## EXERCISE MATERIAL
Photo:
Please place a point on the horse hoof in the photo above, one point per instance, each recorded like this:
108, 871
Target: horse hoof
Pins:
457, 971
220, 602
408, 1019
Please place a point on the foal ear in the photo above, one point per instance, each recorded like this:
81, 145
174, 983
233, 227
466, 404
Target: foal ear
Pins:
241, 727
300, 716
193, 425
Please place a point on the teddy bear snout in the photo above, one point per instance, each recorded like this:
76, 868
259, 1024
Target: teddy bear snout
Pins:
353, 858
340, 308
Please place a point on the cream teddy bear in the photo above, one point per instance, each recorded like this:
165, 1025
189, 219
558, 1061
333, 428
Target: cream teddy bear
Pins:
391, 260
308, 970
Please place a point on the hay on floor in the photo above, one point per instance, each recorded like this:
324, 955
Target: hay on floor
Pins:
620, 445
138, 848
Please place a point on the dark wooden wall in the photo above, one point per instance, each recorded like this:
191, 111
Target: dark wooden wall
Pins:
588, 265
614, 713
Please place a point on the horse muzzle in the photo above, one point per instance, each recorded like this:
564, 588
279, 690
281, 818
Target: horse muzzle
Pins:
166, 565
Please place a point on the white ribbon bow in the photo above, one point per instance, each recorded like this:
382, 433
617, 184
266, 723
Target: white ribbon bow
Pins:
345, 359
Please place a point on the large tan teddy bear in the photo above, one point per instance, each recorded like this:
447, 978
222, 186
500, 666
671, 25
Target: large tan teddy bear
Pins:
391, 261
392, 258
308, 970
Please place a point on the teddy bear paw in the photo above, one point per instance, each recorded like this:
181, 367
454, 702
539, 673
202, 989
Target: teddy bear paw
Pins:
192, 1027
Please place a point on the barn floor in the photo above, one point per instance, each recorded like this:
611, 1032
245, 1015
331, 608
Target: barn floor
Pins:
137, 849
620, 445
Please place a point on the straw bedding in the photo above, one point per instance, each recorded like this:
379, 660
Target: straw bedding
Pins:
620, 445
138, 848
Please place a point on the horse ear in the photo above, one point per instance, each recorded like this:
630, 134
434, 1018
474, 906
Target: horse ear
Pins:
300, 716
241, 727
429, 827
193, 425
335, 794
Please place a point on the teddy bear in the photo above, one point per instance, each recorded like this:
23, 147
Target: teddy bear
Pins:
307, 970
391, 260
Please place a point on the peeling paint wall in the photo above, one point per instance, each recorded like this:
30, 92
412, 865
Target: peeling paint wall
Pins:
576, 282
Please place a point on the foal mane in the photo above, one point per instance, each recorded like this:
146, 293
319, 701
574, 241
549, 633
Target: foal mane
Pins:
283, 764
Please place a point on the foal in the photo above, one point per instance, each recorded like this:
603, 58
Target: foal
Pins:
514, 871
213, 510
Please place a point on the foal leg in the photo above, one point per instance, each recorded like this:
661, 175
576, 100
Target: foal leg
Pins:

## EXERCISE GOAL
Among the lines of the data, identify those with the word "ribbon". Copy each of them.

## FINISHED EXERCISE
Please place a point on the white ribbon bow in the photo above, one point per instance, each recorded like this:
Target: white ribbon bow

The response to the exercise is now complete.